▶ **Exercise goal**
Present the listing below as a two-column CSV with the headers "source" and "target", covering everything from the line containing "the oven door" down to the end of the listing. Give one row for each text and the answer that follows it, with each value in its own quoted field and line breaks replaced by spaces.

────────────────

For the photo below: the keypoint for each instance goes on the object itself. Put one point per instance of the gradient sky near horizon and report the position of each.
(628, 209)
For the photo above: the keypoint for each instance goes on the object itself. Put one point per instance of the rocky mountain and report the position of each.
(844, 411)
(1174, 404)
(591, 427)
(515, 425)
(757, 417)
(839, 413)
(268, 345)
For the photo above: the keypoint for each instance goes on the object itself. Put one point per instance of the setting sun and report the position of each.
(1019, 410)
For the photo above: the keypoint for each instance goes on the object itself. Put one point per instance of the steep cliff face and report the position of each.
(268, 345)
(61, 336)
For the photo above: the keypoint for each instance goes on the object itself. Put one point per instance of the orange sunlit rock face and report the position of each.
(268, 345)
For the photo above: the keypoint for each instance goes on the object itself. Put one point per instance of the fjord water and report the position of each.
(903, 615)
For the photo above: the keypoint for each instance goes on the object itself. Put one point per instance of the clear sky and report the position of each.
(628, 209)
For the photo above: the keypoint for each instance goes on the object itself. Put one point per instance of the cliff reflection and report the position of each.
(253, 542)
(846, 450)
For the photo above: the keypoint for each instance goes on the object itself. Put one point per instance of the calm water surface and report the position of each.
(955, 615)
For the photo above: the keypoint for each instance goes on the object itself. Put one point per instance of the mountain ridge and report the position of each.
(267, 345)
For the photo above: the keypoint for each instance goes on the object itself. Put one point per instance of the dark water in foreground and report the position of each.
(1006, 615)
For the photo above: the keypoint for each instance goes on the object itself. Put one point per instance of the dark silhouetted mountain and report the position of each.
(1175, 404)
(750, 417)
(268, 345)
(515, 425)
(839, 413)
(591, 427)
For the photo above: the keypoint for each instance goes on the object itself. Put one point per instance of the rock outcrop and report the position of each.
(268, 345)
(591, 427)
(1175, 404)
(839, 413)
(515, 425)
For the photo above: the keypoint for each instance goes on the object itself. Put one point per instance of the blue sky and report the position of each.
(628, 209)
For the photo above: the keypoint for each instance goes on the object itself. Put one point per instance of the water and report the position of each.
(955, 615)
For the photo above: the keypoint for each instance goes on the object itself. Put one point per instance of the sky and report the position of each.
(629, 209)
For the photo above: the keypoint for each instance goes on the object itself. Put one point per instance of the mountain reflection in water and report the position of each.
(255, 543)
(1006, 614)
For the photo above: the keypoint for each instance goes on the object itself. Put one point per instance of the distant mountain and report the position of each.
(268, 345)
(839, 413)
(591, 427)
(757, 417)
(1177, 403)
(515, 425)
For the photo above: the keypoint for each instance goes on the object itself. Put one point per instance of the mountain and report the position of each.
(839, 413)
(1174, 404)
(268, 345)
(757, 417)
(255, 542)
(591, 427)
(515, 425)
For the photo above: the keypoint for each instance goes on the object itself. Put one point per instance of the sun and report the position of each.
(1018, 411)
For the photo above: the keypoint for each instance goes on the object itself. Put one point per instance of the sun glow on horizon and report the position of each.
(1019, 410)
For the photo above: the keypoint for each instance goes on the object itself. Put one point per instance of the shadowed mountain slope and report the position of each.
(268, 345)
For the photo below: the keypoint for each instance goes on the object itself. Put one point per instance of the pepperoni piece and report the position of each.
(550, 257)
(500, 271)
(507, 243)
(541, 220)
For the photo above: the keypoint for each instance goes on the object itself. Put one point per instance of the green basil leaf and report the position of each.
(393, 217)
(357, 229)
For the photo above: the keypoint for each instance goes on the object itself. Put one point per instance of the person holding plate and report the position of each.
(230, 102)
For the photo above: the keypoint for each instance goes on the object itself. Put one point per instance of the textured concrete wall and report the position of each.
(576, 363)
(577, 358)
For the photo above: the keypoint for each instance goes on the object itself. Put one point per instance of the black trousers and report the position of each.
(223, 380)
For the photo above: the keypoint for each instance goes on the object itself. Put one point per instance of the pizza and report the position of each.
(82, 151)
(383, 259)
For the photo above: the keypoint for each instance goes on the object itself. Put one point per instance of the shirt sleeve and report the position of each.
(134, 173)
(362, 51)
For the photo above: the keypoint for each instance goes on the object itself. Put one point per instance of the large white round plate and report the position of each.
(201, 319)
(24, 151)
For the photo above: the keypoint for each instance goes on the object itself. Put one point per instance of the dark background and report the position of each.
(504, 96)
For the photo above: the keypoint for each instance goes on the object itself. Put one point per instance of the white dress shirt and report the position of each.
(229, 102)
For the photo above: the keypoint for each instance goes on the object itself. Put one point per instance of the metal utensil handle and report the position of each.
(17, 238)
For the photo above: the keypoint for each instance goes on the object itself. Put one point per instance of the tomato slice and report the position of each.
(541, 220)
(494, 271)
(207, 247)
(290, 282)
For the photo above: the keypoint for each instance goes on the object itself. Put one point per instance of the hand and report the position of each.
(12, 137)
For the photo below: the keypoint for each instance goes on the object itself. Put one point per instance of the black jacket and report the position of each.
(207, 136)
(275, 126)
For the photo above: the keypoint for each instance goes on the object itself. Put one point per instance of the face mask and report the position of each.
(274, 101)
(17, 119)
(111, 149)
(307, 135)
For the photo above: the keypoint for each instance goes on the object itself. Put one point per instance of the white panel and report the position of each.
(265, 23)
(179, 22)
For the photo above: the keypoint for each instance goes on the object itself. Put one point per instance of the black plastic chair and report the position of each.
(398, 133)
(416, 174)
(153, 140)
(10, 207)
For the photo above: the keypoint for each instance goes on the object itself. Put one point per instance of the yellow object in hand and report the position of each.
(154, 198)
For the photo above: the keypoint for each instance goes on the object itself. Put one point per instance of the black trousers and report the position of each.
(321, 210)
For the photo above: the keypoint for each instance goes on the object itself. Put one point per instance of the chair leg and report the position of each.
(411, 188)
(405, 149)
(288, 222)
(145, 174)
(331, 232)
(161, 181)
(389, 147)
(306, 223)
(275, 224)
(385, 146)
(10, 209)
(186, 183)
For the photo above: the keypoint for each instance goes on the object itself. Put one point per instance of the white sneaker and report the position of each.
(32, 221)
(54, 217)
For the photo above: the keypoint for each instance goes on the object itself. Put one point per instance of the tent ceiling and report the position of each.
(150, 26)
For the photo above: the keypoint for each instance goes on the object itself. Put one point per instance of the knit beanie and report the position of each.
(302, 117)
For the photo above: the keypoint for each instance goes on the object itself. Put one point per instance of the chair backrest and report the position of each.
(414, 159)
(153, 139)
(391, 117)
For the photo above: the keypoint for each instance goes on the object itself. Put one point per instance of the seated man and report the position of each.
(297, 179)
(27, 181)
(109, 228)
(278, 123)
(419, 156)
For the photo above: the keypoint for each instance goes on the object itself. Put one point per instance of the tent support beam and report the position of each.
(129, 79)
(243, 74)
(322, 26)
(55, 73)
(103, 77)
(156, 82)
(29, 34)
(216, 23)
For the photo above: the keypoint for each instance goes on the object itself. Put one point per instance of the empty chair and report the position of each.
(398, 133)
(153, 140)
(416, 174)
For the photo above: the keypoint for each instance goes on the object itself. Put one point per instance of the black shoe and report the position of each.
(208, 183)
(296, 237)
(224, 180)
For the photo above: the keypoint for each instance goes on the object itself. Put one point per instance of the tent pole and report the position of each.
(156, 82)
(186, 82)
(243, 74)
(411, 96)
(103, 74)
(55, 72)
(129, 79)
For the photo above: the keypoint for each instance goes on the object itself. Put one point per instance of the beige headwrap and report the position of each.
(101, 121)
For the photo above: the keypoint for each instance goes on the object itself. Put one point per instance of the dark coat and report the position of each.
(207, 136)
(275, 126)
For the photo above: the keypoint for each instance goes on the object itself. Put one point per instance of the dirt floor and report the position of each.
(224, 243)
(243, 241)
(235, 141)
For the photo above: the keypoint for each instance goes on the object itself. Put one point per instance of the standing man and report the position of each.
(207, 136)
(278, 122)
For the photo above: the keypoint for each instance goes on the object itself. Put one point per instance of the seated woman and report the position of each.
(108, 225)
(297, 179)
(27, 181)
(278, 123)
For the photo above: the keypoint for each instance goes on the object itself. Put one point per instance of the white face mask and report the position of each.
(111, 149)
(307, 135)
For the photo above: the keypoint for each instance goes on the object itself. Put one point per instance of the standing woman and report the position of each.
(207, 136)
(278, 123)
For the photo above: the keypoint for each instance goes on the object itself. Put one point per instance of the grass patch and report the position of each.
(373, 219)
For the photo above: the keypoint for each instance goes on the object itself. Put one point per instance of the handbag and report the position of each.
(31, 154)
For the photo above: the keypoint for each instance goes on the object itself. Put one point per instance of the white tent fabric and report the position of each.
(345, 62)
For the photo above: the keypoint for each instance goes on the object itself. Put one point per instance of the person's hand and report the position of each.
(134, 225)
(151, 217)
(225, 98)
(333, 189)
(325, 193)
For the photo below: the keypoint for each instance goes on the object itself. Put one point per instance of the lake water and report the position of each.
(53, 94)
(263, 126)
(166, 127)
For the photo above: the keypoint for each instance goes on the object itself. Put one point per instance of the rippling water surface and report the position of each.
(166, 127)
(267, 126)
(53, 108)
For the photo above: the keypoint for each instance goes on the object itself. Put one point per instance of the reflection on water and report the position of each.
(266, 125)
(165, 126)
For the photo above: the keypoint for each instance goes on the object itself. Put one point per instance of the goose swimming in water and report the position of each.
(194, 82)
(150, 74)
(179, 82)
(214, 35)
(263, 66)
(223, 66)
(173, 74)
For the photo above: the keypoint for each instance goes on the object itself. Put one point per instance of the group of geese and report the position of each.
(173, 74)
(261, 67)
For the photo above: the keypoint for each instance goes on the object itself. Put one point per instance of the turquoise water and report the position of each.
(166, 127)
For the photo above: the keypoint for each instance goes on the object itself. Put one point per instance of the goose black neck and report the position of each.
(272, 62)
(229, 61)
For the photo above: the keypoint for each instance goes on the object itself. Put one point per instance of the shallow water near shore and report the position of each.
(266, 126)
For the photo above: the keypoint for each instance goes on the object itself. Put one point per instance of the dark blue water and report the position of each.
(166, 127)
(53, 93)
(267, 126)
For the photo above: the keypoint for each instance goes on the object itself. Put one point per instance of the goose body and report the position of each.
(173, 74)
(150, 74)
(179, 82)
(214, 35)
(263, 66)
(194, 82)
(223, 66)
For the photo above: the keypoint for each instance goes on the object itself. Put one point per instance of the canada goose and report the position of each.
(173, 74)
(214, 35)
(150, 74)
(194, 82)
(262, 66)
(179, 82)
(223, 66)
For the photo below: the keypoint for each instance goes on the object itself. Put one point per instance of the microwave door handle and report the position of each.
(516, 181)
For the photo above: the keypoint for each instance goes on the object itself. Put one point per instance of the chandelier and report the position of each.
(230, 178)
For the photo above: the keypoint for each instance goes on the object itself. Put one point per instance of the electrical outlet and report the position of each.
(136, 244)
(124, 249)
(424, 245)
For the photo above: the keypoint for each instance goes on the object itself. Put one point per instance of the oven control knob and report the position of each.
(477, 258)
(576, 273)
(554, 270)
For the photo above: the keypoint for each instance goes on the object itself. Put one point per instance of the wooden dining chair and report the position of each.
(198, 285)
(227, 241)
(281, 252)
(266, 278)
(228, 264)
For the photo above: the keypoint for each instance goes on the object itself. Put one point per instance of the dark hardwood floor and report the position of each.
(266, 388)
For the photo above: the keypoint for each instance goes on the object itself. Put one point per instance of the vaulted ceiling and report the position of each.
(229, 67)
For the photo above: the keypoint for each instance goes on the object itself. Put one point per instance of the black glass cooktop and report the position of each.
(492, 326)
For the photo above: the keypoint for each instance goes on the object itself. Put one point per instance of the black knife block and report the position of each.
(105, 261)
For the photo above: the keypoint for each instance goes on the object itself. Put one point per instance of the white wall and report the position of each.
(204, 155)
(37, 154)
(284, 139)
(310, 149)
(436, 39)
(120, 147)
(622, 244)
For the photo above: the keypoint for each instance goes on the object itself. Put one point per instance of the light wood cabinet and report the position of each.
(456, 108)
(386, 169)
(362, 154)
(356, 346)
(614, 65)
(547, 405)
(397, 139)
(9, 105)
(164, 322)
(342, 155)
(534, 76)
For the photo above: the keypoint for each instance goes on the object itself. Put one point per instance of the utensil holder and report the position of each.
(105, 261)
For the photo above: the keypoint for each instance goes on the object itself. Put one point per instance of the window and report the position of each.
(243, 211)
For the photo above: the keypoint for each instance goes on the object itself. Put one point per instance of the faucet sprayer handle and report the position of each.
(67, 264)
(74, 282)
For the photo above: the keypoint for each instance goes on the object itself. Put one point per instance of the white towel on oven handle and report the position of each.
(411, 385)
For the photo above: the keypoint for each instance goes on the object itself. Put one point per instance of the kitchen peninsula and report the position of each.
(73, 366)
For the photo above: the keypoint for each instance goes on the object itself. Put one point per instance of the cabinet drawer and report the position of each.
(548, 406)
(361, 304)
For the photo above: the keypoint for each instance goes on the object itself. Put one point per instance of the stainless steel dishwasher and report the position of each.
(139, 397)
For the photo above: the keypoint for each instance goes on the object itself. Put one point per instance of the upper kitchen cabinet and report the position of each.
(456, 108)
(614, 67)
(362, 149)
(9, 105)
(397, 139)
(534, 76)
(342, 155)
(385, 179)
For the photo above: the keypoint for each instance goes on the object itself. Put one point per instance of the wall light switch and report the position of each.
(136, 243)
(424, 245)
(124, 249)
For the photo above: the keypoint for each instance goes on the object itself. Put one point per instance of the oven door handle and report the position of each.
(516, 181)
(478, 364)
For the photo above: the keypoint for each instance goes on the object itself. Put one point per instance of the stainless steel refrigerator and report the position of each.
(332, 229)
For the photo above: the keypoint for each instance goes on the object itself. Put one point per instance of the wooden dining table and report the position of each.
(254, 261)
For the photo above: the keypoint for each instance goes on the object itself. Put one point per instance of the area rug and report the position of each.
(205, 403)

────────────────

▶ **Result for this exercise**
source,target
"For the photo above: the keypoint for each instance goes on the object itself. Put one point per instance of the oven door handle and report the position of each.","(516, 181) (478, 364)"
"For the photo above: the keypoint for each instance goes on the object itself. Put one point per instance of the stainless steel refrigerator and report the position of each.","(332, 229)"
"For the photo above: the keypoint for each instance goes on the object itself. Put one point per instance of the wooden dining table and report the position of each.","(254, 261)"
"For the photo above: the keypoint for each instance goes on the object itself. Put one point per instance of the area rug and report the position of each.","(205, 403)"